--- Text shown ---

- Born: Abiodun Duro-Ladipo 1941 (age 84–85) Nigeria
- Occupation: Actoress
- Spouse: Ladipo

= Abiodun Duro-Ladipo =

Nigerian actress and singer

Abiodun Duro-Ladipo (born 1941) is a Nigerian actress and singer of noble Yoruba birth. In 1963, she joined the theatre company of Duro Ladipo, whom she married the following year. Acting in her husband's epic plays, she was particularly successful in the role of Oya in Oba Koso and in the title role of Moremi. In the 1960s and early 1970s, she appeared across Europe at several international festivals. Since her husband's death in 1978, Abiodun has appeared in Nigerian television series and in films promoting African culture, once again playing Moremi in the 2009 film of the same name.

==Biography==
Abiodun was born into a royal family at Ijan-Ekiti in Nigeria's Ekiti State, thus making her an Omoba of the Yoruba people. Initially interested in becoming a nurse, on completing her secondary education in 1963, she joined the Mbari Mbayo Theatre Group run by Duro Ladipo, soon becoming head of the women's group. In 1964, she married Ladipo. A permanent member of the troupe, she gained fame as an actress, taking the main roles in all the plays performed by the company.

--- Available data ---

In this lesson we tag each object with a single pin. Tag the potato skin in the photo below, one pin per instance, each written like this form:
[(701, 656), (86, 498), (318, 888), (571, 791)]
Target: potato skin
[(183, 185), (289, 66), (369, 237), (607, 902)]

---

Stated problem: In the Abiodun Duro-Ladipo article above, write out the passage that starts with the words containing "Abiodun Duro-Ladipo (born" and ends with "the same name.", keeping it word for word.

Correct answer:
Abiodun Duro-Ladipo (born 1941) is a Nigerian actress and singer of noble Yoruba birth. In 1963, she joined the theatre company of Duro Ladipo, whom she married the following year. Acting in her husband's epic plays, she was particularly successful in the role of Oya in Oba Koso and in the title role of Moremi. In the 1960s and early 1970s, she appeared across Europe at several international festivals. Since her husband's death in 1978, Abiodun has appeared in Nigerian television series and in films promoting African culture, once again playing Moremi in the 2009 film of the same name.